- EXERCISE:
Would you copy only the lines below, beginning with the one that contains "Where can the rolling" and running through the last entry line?

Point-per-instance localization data

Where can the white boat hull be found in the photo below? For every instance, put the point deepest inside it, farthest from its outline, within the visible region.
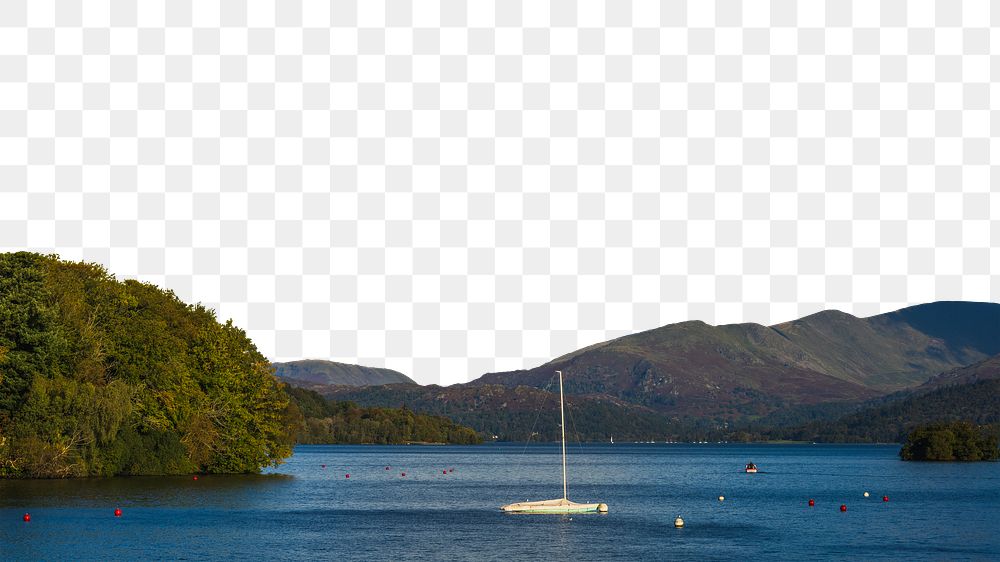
(555, 506)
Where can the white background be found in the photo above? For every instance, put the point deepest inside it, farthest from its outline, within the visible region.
(451, 188)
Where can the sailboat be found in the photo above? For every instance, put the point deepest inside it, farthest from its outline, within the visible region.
(563, 504)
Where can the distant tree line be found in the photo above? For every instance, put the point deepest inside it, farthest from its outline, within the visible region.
(951, 441)
(327, 421)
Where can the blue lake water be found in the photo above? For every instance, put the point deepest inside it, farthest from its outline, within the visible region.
(302, 511)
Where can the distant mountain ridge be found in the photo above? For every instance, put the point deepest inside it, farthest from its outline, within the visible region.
(312, 372)
(694, 372)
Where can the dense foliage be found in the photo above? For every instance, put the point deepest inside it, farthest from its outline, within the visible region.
(952, 441)
(104, 377)
(344, 422)
(891, 418)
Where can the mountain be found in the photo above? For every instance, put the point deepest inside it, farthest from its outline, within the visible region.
(515, 414)
(890, 420)
(312, 372)
(692, 367)
(983, 370)
(690, 377)
(326, 422)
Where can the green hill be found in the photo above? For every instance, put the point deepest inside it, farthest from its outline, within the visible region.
(893, 418)
(104, 377)
(326, 421)
(730, 371)
(320, 372)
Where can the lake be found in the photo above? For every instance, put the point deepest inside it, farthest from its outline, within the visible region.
(447, 507)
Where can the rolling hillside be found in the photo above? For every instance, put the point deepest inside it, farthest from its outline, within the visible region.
(310, 372)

- OUTPUT OF THE EXERCISE:
Where can the rolling hillside be found in the photo above? For every instance, put the point deepest inside it, farthest from its outline, within the visible region.
(310, 372)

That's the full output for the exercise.